Outline labeling records:
----

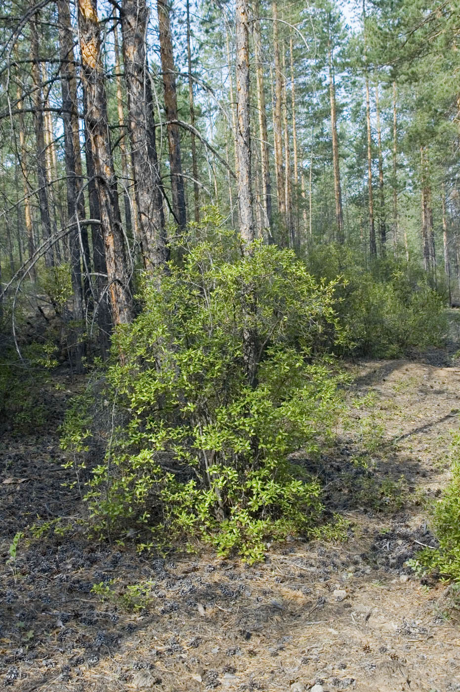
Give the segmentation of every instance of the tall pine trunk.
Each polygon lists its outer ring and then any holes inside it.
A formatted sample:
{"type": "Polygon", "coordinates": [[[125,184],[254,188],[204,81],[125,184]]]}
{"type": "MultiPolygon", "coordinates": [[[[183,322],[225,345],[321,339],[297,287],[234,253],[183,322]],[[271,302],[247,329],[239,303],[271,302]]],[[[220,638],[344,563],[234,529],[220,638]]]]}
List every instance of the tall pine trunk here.
{"type": "Polygon", "coordinates": [[[377,146],[378,150],[378,190],[380,192],[380,217],[378,219],[380,235],[380,250],[385,255],[387,242],[387,219],[385,208],[385,188],[383,181],[383,155],[382,153],[382,131],[380,129],[380,111],[378,100],[378,84],[376,84],[376,115],[377,118],[377,146]]]}
{"type": "Polygon", "coordinates": [[[73,356],[76,372],[82,371],[82,356],[83,343],[82,330],[83,328],[83,287],[82,284],[82,264],[79,226],[83,218],[80,214],[84,213],[84,208],[77,203],[78,185],[75,171],[76,154],[74,149],[74,138],[72,131],[72,97],[70,84],[75,75],[71,65],[73,64],[73,38],[69,29],[70,10],[67,0],[58,0],[59,39],[59,71],[61,74],[61,93],[62,95],[62,122],[64,126],[64,147],[66,164],[66,182],[67,187],[67,218],[70,226],[68,234],[71,255],[71,276],[73,292],[73,319],[77,327],[73,329],[74,347],[73,356]]]}
{"type": "Polygon", "coordinates": [[[366,126],[367,131],[367,196],[369,204],[369,246],[371,257],[377,256],[376,225],[374,217],[374,195],[372,192],[372,134],[371,132],[371,104],[369,92],[369,75],[366,71],[366,126]]]}
{"type": "MultiPolygon", "coordinates": [[[[139,230],[147,268],[164,266],[169,257],[165,228],[163,189],[155,143],[154,100],[147,64],[145,0],[124,0],[122,15],[125,79],[128,95],[131,158],[139,230]]],[[[182,179],[181,179],[182,181],[182,179]]]]}
{"type": "Polygon", "coordinates": [[[130,272],[107,120],[96,0],[78,0],[78,10],[82,78],[86,100],[85,121],[93,157],[111,309],[115,325],[127,324],[133,316],[130,272]]]}
{"type": "Polygon", "coordinates": [[[43,117],[43,99],[42,76],[39,62],[38,15],[33,15],[30,21],[30,57],[32,60],[32,81],[34,89],[32,100],[34,106],[34,127],[37,145],[37,177],[38,181],[38,201],[42,232],[48,245],[45,251],[45,264],[47,267],[54,265],[54,252],[52,241],[51,219],[48,201],[48,181],[46,180],[46,161],[45,156],[44,123],[43,117]]]}
{"type": "MultiPolygon", "coordinates": [[[[193,98],[193,78],[192,76],[192,46],[190,31],[190,2],[187,0],[187,65],[188,69],[188,104],[190,113],[190,125],[195,127],[195,104],[193,98]]],[[[195,133],[190,134],[190,148],[192,152],[192,174],[193,176],[193,208],[195,221],[200,220],[200,187],[198,181],[198,162],[196,160],[196,142],[195,133]]],[[[227,162],[228,163],[228,162],[227,162]]],[[[230,205],[231,206],[231,205],[230,205]]]]}
{"type": "Polygon", "coordinates": [[[254,53],[255,59],[256,86],[257,91],[257,113],[259,116],[259,138],[260,140],[260,163],[261,176],[263,225],[271,239],[272,199],[270,179],[270,161],[268,152],[268,135],[267,133],[267,116],[264,90],[264,68],[262,64],[262,42],[259,17],[258,0],[255,5],[254,17],[254,53]]]}
{"type": "MultiPolygon", "coordinates": [[[[120,126],[120,136],[118,146],[120,147],[120,158],[121,160],[121,172],[123,178],[123,206],[125,207],[125,224],[126,233],[131,235],[133,230],[133,223],[131,215],[131,200],[128,192],[129,184],[129,172],[128,168],[128,154],[126,147],[125,136],[125,113],[123,112],[123,90],[122,89],[121,66],[120,64],[120,44],[118,42],[118,28],[117,22],[113,26],[113,42],[115,52],[115,79],[117,84],[117,113],[120,126]]],[[[138,238],[136,238],[138,240],[138,238]]]]}
{"type": "Polygon", "coordinates": [[[276,188],[278,198],[278,211],[283,224],[286,224],[286,198],[283,179],[283,150],[282,145],[282,79],[281,62],[279,60],[279,43],[278,40],[278,8],[277,0],[272,3],[273,15],[273,54],[275,58],[275,104],[273,107],[273,140],[275,144],[275,170],[276,174],[276,188]]]}
{"type": "MultiPolygon", "coordinates": [[[[242,252],[250,256],[255,237],[251,186],[251,143],[249,96],[249,29],[246,0],[237,0],[237,155],[238,210],[242,252]]],[[[246,325],[243,333],[243,357],[248,384],[257,385],[257,334],[253,325],[257,296],[250,284],[243,289],[246,325]]]]}
{"type": "Polygon", "coordinates": [[[335,108],[335,83],[332,62],[332,46],[329,36],[327,43],[327,57],[329,73],[329,100],[331,102],[331,134],[332,135],[332,166],[334,176],[334,198],[335,201],[335,226],[337,239],[344,242],[343,208],[342,206],[342,187],[340,185],[340,168],[339,165],[339,145],[337,135],[337,111],[335,108]]]}
{"type": "MultiPolygon", "coordinates": [[[[158,0],[157,2],[160,32],[160,55],[165,93],[165,109],[168,123],[167,130],[169,148],[172,203],[177,224],[179,228],[183,230],[187,224],[185,193],[181,161],[181,134],[179,127],[176,122],[178,120],[176,70],[172,51],[169,8],[167,2],[167,0],[158,0]]],[[[144,0],[139,0],[138,4],[143,8],[144,0]]],[[[143,9],[141,11],[143,11],[143,9]]]]}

----

STATED GOAL: Pick out each line of the listing above that contains the word "instance" and copy those lines.

RESPONSE:
Give the segmentation of every instance of the tall pine trunk.
List every instance of the tall pine trunk here.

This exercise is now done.